**DIRECTIVE:** Rewrite every item below, replacing "single dot" with "single point" and leaving everything else unchanged. Omit the pictures from your version.

* * * *

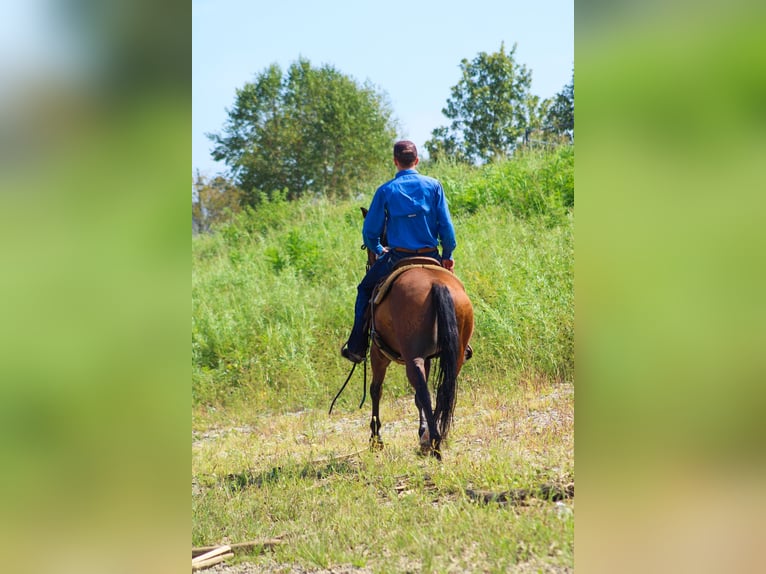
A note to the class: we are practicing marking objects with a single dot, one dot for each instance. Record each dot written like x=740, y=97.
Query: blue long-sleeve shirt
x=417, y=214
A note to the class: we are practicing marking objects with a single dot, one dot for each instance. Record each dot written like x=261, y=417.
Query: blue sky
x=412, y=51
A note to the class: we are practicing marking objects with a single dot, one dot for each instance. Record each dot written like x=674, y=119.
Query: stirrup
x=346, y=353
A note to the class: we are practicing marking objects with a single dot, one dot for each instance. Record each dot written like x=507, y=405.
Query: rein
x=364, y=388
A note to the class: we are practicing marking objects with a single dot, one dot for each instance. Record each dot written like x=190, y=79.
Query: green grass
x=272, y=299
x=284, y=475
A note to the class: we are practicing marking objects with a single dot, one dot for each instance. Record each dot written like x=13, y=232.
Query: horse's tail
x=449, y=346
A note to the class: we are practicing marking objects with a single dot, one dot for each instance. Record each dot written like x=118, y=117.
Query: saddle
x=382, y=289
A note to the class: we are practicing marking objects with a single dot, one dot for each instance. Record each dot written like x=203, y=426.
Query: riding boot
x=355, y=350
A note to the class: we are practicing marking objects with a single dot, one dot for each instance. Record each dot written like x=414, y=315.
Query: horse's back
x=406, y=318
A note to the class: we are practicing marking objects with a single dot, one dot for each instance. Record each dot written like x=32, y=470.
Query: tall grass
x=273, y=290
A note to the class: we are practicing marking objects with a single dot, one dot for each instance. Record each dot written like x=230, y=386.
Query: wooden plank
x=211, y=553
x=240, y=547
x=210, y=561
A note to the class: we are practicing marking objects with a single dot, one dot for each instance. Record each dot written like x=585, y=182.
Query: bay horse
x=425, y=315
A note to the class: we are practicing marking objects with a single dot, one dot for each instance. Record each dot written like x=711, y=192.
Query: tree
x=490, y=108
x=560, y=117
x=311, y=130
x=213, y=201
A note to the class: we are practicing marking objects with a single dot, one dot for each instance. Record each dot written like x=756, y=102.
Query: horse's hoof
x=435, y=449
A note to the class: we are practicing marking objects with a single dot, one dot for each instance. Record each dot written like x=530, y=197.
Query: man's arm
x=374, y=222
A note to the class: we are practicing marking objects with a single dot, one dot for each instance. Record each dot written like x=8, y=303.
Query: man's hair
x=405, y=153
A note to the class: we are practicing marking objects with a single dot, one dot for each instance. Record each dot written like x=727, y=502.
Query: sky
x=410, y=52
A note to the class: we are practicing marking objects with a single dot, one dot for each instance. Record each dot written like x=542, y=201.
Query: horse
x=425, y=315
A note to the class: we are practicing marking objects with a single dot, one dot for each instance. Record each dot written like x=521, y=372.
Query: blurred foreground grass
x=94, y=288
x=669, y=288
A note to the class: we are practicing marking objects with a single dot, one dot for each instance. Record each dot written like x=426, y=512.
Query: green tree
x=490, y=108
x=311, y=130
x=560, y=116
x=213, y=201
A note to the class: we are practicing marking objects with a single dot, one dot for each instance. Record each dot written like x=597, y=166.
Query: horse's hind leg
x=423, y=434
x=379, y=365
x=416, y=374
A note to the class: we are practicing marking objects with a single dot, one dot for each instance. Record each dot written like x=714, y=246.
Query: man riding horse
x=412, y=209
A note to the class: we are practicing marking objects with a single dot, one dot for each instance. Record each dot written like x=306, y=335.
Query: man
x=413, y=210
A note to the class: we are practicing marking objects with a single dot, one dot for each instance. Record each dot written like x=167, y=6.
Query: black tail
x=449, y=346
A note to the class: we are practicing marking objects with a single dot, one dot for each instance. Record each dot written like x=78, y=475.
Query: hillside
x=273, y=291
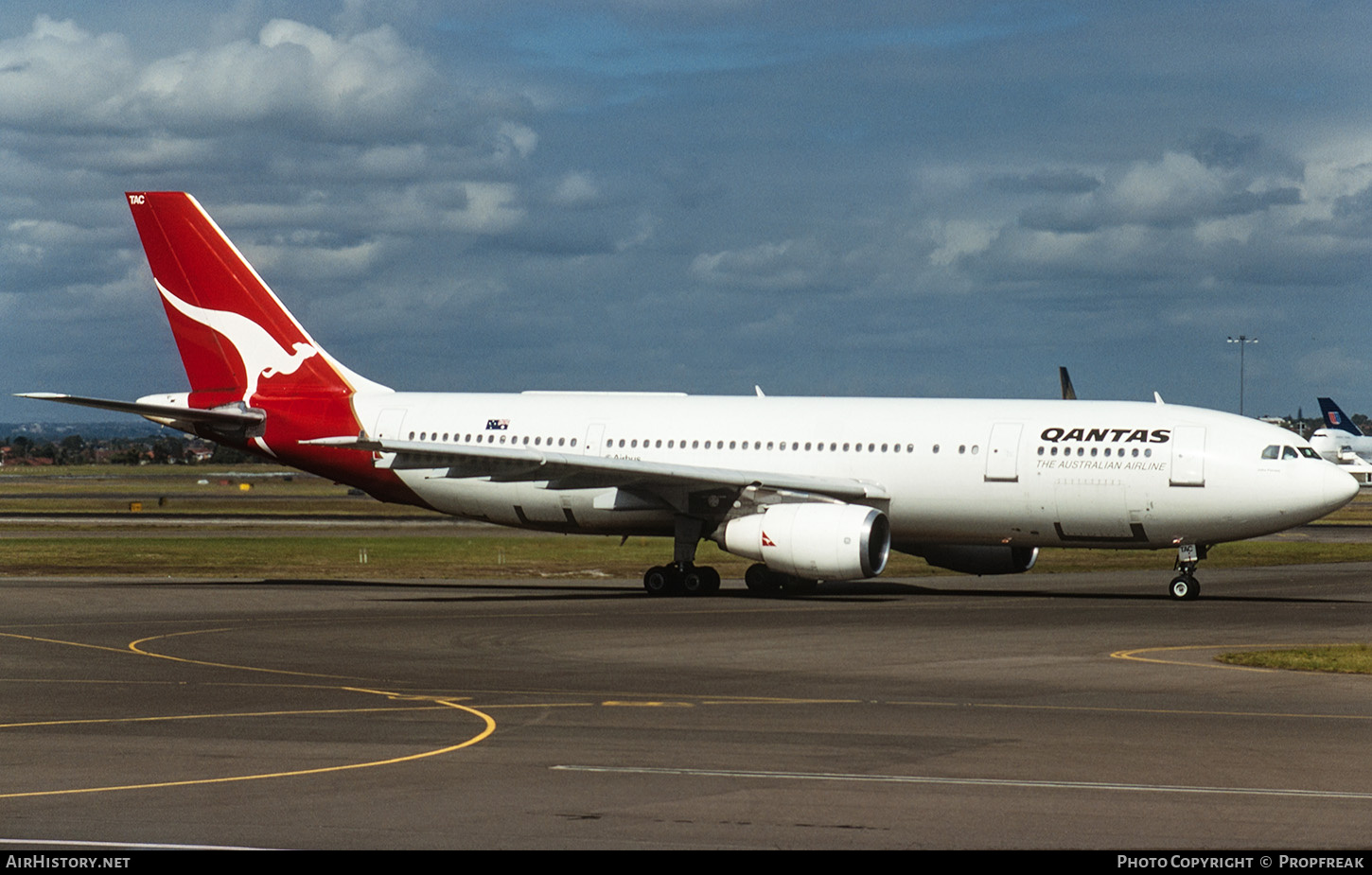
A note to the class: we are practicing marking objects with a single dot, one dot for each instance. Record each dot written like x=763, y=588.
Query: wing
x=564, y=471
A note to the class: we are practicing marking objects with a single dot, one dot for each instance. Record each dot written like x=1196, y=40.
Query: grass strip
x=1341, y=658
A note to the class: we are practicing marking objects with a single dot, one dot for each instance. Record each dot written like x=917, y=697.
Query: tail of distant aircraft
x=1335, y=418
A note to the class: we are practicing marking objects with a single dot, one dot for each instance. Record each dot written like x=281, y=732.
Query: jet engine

* * * *

**TASK RESULT:**
A note to the class: we are practicing marking objects with a single point, one dot for each instance. Record each dot written like x=740, y=97.
Query: blue long-sleeve shirt
x=417, y=214
A note to the class: we are practicing marking objects with a single point, one dot for each instance. Record each dot written like x=261, y=417.
Query: blue sky
x=412, y=51
A note to the class: we are practicing marking objects with a single point, one dot for each instance. Record each dot written like x=674, y=119.
Query: stirrup
x=346, y=353
A note to the class: we are practicing marking objects with a single point, one dot for each instance. Record each dot written like x=507, y=405.
Query: rein
x=364, y=388
A note to the class: we are practicing marking objects with a single point, one dot for each instance. Record each dot written like x=190, y=79.
Query: green grass
x=272, y=299
x=284, y=475
A note to the class: we are practicing marking objects with a single point, one dot for each instance. Record each dot written like x=13, y=232.
Query: horse's tail
x=449, y=346
A note to the class: we are practicing marking objects with a single point, one dot for each instance. Record each dot written like x=118, y=117.
Query: saddle
x=382, y=289
A note to the class: we are practicing marking objects with a single point, one dot for each instance. Record each dot written like x=203, y=426.
Query: riding boot
x=355, y=350
A note to the class: we are practicing marking objects with a single point, one dot for each instance. Record each dot written like x=414, y=315.
Query: horse's back
x=406, y=318
A note to the class: we are practicing marking objects with a single point, one dot for each instance. Record each dot written like x=32, y=470.
Query: tall grass
x=273, y=290
A note to the class: we are practicing marking objects with a single point, one dot for each instance. Record each dot written like x=230, y=386.
Query: wooden plank
x=211, y=553
x=240, y=547
x=210, y=561
A note to the class: we are practicing marking objects with a single point, one dot for each instance. Record each dot written like x=585, y=182.
Query: bay horse
x=425, y=315
A note to the class: we are practicing marking objects with a single point, one dot for each instance. Record each dot written like x=711, y=192.
Query: tree
x=490, y=108
x=560, y=117
x=311, y=130
x=213, y=201
A note to the class: we are practicing marking objects with a single point, one dot for each instance. Record each dot written like x=756, y=102.
Query: horse's hoof
x=435, y=449
A note to the class: we are practicing marking objects with a single point, one dot for each instance. Record each dot written like x=530, y=197.
Query: man's arm
x=374, y=222
A note to the class: we are practicing marking objects with a single point, one dot for each instance. Record each dot written like x=8, y=303.
Query: man's hair
x=405, y=153
A note to the class: we are practicing marking objects with a single point, one dot for each instance. Record each dot written like x=727, y=502.
Query: sky
x=410, y=52
A note to the class: we are practicing marking objects with a single point, one dot for each instance. Record each dot written like x=542, y=201.
Query: horse
x=425, y=315
A note to the class: we are practicing marking objects with a single point, one dot for each instance. Record each dot written like x=521, y=372.
Query: blurred foreground grass
x=94, y=288
x=669, y=288
A note to the class: we are practicing marking objects with a single point, one dot for each instance. Record each dot written like x=426, y=512.
Query: green tree
x=490, y=108
x=311, y=130
x=560, y=116
x=213, y=201
A note to the class: we are practicing marking objects with a single point, one dot for each instance. Record each dot written like x=597, y=166.
Query: horse's hind leg
x=423, y=434
x=379, y=365
x=416, y=374
A note to the class: we are practicing marking objects with a single point, one dot for each instance. Record each dot written like x=714, y=246.
Query: man riding horse
x=412, y=209
A note to the class: we are practicing marking objects with a single point, one dot for each instance. Record each dot written like x=306, y=335.
Query: man
x=413, y=210
A note to the class: we are practicing marking objects with a single point, one dot for each instance. Record each dot written like x=167, y=6.
Query: black tail
x=449, y=346
A note to the class: we are practicing marking objects with a single point, one dot for each instance. Record each dot written like x=78, y=475.
Query: hillside
x=273, y=291
A note to the class: we are practicing marking objects with a single point, one dot for each instance. Record each dot written like x=763, y=588.
Query: wing
x=564, y=471
A note to the class: we are practicing marking objects with a single point, one dot for each instance. Record each dot written like x=1196, y=40.
Query: grass strip
x=1341, y=658
A note to the class: we are practicing marking objects with a single point, one dot for each instance. Record each dot written like x=917, y=697.
Query: tail of distant aircraft
x=1335, y=418
A note to the class: we are practicing marking objects with a single point, one dot for each instance. Record each dot written like x=281, y=732.
Query: jet engine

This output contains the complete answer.